▶ _Request 1_: Reproduce part of the passage on the Highlanders and the Revolution of 1688 below: begin at the words "A similar operation" and stop after "the popular mind.".
▶ _Request 2_: Carry on the passage on the Highlanders and the Revolution of 1688 below, writing what comes after its final sentence.
==== Text shown
Of the Highland princes, with their bards and their orators and their guards, less was known in the capital of Britain than of the Indian kings of America, or the khans of Tartary.

The sketch which Macaulay gives us

of the habits and homes of the Highlanders, might disgust a Texan ranger, or a trapper of the prairies. It could not be paralleled now out of the country of the Camanches. The rebellion of 1745 advanced these despised mountaineers to the position of formidable and hated invaders. For a short time they were a terror to the Southron; but, soon succumbing to the Saxon superiority, they were made an example and a warning. Such frightful vengeance overtook them, that they became invested with the aureole of singular misfortune.

A similar operation of the same law in our nature must be taken into the account, when we would estimate the causes which contributed to misrepresent the Revolution of 1688 before the popular mind.

Nor must we forget another and most potent contribution to those causes in the efforts which were made, by the princes of the house of Hanover and their ministers, to mitigate the ardor of those liberal sentiments, to the strength of which the Guelphs were originally indebted for their seat upon the English throne. When the dynasty of Stuart had shrunk within the robes of a solitary, imbecile, old cardinal at Rome, and the pretense of pretenders had utterly vanished, the reigning house of England began to discourage all manifestations of opinion, in which the divine right of kings was called too sharply into question. The events of the French Revolution, adroitly turned by the tories to such good purpose, that they contrived to identify the triumph of their party with the preservation of England's independence, served well the new disposition of the royal coteries, and George III. seems to have forgotten himself, and to have made other and more sensible people forget, that he had been called to his throne by the virtue of the popular voice, rather than by the sacrosanct and mysterious election of birth.
========
==== Supplied material
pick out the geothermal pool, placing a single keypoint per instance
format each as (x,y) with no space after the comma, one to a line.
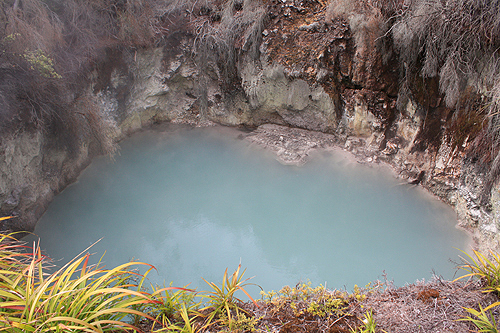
(193,202)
========
▶ _Exercise result 1_:
A similar operation of the same law in our nature must be taken into the account, when we would estimate the causes which contributed to misrepresent the Revolution of 1688 before the popular mind.

▶ _Exercise result 2_:
The splendid victory which popular rights won in these colonies, and the gradual development of just and natural ideas of government, which has been going on in England ever since the peace of 1815, had prepared the way for such an assertion of the truth, in regard to the events of 1688, as Mr. Macaulay had it in his mind to make.

In his first volume, Mr. Macaulay opened clearly a view of the highway

along which England advanced to the crisis of her national destiny.

England, in the middle ages, was indeed, "merry England," the most prosperous country of Europe. All foreign writers who spoke of England, in comparison with the nations of the continent, bore witness to this fact. Froissart attributes the proud and indomitable temper of the English, "the most dangerous and outrageous people in the universe," to the way in which "all sorts of people, laborers and merchants, have contrived to live without mutual war, to conduct their trade, and to do their work in peace and quiet." Comines, writing during the terrible war of the Roses, declared, "that among all the states in the world, that one in which public affairs are best regulated, and the people least given to internal violence, and the fewest buildings demolished or damaged by war, is England. In England the troubles of war fall on those who make it."

For this singular exemption from the worst horrors of the feudal civilization, England was indebted, in no small degree, to her conquest by the Norman sovereigns.

The monarchies of the continent came to unity, only after long ages of internecine war among the nobles—ages during which no monarch was found strong enough to curb his audacious vassals, and consolidate his realm.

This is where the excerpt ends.